# BNB LLC International



## pdefilippis (Mar 13, 2019)

Is this company legit?  They claim that they can working with my timeshare legally get my timeshare transferred to a new owner.  There's NO upfront money and they claim they take 5% of the sale.

Please advise.


----------



## RX8 (Mar 13, 2019)

It’s a common scam. They promise you big bucks to get you hooked and then spring a required fee. If you pay the fee they will request another fee. And then another. It will keep going until you stop sending them money then they will disappear.

I could check Google to see which legit website they stole their website verbiage from, or check to see if there is a legit LLC by that name (and if so they hijacked it), or check the address to see if they really reside there (they won’t be there), or check to see if their “local” prefix phone number is really an internet phone allowing them to call from anywhere (it will be an internet number), or ask if they cold called you (I am sure they did). No, all I really needed to do is verify the date when they first popped up. A domain search of their website reveals they started their scam two months ago as their website was created 1/3/19 (with the registrant in Mexico).

These scammers change their website as often as they change their underwear. They have to because word gets out they are scamming.


----------



## Iggyearl (Mar 13, 2019)

This is a wild guess, but maybe your timeshare is in Mexico???  Please watch the following video - but skip the stupid ad at the front.  The video may cure you of going any further.


----------



## Bill Scott (Apr 7, 2019)

Did you pursue discussion with BNB LLC International ?  I have an inquiry from them as well.


----------



## LannyPC (Apr 7, 2019)

How did you come into contact with them?  What are they promising to do for you and for how much?  What are you hoping to accomplish by using their services?


----------



## Bill Scott (Apr 8, 2019)

LannyPC said:


> How did you come into contact with them?  What are they promising to do for you and for how much?  What are you hoping to accomplish by using their services?


They would be purchasing my membership, I would receive $28,050 for my Holiday week 1 bedroom.  They contacted my wife by cold call (email or phone).  They get 5% from the purchaser.  (Sounds fishy).


----------



## amycurl (Apr 8, 2019)

That's because it *is* fishy!! Yeah, there is no way you're getting $28,050 in resale from a week in Mexico. If you no longer want your timeshare, the more legitimate/successful/cost-effective way is to peruse one of these options:
https://tugbbs.com/forums/index.php?threads/how-can-i-give-away-my-timeshare-on-tug.132509/

But, yes, *anyone* that cold calls you is pretty much a scam--see previous posts in this thread for how it works.


----------



## rickandcindy23 (Apr 8, 2019)

Bill Scott said:


> They would be purchasing my membership, I would receive $28,050 for my Holiday week 1 bedroom.  They contacted my wife by cold call (email or phone).  They get 5% from the purchaser.  (Sounds fishy).

| DATASET |
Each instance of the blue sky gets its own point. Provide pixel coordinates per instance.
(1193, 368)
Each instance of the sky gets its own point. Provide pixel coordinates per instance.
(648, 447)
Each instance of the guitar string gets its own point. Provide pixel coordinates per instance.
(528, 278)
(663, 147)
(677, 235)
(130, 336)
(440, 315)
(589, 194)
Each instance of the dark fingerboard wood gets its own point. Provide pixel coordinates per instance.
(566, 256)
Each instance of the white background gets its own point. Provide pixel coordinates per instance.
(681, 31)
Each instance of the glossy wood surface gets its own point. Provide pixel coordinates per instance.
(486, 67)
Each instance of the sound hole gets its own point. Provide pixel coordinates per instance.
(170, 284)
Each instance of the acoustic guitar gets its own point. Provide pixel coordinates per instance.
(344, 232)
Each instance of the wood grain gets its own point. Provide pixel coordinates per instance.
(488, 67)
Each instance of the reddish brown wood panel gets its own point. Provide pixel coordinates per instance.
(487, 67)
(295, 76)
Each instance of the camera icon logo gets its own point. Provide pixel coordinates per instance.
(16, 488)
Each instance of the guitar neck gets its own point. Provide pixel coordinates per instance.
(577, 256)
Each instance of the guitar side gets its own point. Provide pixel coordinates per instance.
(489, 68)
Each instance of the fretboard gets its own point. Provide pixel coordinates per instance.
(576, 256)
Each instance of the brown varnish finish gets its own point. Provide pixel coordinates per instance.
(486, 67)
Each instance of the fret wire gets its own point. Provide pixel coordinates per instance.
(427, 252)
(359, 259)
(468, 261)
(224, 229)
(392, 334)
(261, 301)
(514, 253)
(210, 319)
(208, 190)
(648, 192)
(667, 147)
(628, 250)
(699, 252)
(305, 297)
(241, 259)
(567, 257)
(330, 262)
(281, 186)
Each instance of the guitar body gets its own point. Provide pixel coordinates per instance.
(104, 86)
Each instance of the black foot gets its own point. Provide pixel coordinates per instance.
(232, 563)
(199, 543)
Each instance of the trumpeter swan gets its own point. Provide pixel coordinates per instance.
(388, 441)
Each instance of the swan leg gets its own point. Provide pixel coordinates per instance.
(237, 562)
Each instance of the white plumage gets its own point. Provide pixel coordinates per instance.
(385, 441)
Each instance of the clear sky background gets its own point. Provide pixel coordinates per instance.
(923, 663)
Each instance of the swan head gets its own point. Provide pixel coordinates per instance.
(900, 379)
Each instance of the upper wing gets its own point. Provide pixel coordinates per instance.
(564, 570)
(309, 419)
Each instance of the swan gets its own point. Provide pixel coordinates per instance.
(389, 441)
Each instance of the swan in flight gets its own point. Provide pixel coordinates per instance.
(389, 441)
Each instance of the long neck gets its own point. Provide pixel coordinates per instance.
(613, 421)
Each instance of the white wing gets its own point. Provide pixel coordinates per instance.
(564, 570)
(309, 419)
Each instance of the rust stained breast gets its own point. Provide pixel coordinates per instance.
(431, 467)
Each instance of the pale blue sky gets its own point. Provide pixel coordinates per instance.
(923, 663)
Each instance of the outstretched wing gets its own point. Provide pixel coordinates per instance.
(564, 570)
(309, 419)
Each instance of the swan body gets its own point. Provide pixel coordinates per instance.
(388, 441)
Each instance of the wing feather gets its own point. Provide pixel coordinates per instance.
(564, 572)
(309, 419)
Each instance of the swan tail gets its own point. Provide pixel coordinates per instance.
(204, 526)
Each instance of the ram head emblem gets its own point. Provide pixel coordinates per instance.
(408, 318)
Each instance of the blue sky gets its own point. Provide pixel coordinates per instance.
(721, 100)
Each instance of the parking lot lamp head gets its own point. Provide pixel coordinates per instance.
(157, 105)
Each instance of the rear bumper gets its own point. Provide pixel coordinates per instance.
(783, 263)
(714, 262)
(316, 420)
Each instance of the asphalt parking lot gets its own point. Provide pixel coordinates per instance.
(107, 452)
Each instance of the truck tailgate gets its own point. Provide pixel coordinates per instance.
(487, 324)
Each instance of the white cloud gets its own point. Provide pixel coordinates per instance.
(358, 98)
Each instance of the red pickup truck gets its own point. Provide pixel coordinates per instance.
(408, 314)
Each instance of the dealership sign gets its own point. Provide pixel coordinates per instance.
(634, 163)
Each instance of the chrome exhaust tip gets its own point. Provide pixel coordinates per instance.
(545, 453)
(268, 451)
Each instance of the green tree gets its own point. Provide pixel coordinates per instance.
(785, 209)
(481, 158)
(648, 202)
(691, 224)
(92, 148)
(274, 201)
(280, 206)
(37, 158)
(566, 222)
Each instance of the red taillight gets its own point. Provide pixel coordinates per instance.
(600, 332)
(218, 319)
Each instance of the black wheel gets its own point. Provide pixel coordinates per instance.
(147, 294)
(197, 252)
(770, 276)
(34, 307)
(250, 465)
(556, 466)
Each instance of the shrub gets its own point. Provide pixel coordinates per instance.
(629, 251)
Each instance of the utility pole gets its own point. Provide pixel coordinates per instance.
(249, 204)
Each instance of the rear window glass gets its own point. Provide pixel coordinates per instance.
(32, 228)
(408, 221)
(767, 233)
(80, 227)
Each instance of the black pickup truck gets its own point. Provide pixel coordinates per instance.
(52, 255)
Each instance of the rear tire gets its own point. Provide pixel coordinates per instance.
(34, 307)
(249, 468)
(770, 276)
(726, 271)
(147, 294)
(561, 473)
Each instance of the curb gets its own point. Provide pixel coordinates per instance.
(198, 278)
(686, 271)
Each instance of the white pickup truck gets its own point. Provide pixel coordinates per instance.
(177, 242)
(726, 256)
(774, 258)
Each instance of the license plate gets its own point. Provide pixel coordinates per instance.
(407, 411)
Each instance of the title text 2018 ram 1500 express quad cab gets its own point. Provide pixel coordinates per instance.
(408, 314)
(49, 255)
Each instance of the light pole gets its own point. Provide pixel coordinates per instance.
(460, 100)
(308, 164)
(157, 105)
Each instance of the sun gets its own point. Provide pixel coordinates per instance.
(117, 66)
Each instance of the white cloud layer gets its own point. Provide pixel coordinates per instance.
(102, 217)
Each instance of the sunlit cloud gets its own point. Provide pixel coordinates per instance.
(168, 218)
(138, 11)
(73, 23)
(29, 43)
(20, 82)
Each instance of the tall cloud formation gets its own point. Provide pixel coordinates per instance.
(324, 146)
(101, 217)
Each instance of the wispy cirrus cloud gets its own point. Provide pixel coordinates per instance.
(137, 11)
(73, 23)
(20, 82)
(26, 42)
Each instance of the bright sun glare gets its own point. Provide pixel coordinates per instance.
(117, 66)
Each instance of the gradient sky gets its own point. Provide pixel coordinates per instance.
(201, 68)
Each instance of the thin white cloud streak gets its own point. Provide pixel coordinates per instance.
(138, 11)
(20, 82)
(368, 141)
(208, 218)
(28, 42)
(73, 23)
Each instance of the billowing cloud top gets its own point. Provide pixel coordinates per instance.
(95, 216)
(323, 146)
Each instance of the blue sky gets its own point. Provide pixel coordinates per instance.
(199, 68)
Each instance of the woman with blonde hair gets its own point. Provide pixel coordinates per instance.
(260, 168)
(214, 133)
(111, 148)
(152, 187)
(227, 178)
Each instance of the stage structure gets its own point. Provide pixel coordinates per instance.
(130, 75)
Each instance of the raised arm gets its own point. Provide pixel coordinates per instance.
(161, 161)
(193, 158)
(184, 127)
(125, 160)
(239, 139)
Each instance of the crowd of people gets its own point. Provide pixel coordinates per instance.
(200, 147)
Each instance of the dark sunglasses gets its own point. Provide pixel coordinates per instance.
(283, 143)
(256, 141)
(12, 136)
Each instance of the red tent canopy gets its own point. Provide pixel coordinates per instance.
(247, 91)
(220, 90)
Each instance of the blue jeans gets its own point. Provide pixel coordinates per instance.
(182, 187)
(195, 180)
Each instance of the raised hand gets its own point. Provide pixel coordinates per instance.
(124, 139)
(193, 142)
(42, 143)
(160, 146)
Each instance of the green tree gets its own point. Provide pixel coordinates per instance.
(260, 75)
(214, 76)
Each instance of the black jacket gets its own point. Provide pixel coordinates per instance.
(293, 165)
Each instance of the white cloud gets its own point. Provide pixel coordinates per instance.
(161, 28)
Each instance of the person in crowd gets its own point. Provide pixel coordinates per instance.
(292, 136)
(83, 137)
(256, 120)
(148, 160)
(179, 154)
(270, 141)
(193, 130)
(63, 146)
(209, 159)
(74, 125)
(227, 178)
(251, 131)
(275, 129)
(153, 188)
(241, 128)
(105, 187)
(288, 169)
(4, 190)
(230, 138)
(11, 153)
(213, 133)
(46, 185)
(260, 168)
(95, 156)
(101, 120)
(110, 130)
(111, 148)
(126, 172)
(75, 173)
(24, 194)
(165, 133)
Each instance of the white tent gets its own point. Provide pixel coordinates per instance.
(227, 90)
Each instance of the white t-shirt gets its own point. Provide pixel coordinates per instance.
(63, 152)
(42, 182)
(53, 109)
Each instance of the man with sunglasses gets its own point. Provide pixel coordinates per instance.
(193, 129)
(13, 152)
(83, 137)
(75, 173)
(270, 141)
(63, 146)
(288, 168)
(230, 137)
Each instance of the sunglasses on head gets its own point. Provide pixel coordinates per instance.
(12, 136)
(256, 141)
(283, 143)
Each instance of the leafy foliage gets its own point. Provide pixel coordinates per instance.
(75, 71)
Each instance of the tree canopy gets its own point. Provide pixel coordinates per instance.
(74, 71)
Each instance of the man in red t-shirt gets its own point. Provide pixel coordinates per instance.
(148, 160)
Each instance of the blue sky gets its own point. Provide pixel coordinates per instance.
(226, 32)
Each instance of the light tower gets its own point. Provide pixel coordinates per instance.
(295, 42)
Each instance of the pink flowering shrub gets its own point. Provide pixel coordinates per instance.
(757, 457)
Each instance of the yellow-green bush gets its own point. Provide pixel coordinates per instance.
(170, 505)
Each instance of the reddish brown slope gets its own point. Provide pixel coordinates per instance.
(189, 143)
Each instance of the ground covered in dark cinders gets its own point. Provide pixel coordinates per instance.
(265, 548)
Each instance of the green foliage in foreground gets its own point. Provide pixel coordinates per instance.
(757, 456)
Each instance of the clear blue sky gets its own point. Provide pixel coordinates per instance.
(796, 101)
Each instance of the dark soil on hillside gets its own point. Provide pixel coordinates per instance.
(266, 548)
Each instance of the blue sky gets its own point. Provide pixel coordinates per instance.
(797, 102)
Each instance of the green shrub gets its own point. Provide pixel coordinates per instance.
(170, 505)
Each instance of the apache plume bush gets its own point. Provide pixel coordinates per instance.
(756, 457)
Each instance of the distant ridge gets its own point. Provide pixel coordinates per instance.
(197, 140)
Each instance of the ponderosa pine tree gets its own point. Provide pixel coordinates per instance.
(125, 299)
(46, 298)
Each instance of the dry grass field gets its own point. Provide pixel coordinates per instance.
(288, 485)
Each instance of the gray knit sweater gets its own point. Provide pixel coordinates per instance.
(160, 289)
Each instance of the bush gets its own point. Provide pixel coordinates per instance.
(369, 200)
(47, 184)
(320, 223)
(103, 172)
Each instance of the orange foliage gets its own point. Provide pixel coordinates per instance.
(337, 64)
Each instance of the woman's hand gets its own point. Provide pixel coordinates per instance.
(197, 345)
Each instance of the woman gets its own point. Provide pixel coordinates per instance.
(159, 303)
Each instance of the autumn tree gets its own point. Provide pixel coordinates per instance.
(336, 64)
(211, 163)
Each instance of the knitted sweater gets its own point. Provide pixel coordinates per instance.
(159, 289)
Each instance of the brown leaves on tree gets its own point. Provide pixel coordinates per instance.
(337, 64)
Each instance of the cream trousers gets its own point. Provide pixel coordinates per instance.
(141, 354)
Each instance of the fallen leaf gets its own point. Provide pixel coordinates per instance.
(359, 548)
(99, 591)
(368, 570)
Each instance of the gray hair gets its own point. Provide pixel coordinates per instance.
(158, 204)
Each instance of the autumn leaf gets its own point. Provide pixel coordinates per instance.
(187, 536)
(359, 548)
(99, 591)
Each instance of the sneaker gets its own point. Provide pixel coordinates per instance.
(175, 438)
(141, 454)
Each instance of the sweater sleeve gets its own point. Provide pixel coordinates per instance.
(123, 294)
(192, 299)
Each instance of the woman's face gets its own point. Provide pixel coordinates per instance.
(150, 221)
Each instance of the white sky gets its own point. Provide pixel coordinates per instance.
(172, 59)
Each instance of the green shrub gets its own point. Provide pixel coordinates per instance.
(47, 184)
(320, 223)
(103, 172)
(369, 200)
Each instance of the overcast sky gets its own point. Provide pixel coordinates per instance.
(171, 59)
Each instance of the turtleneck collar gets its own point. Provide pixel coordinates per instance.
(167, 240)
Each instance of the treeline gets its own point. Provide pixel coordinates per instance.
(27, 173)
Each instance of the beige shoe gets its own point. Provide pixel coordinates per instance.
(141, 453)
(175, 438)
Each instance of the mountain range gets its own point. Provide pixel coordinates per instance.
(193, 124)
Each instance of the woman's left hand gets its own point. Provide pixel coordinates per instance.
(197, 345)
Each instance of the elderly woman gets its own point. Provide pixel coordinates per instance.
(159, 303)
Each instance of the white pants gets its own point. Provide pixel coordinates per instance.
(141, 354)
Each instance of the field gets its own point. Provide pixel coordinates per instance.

| TASKS TO CARRY OUT |
A: In the BNB LLC International thread, on what date was the company's website created, according to the domain search?
B: Please pick up the BNB LLC International thread from where it stops.

| ANSWERS TO THE EXERCISES |
A: 1/3/19

B:
You know it's a scam with a cold caller.  This is a way to rip you off in some way.  You didn't initiate the contact, they did.  Why would they call, except to scam you.  

So for you to say that they aren't going to make money, well that is just not going to be true.  They could drain your bank account, if you give them the account number.  That is something that almost happened to our son.  He found a buyer for his car, and they said they would send the money, so he gave them his account number.  The credit union called him and said his account was in jeopardy, so the credit union moved his money to a new account.  

Scammers seem to have no conscience whatsoever and continue to steal from the elderly.  You are lucky to find TUG in time.  Fact is, your timeshare is probably not worth anywhere near what they are promising.  People are giving away great timeshares, just to get out from under the maintenance fees.  

Don't make a second mistake by falling for this scam.


----------



## Canadiano (Apr 8, 2019)

I have been contacted by them as well. Just recieved the first email. They are located in an abandoned building according to google. I believe this will be a scam. I asked how they got my information and they said it is in a public database. I will not be sending any money. Only recently have there been people making comments on this "pop up" company.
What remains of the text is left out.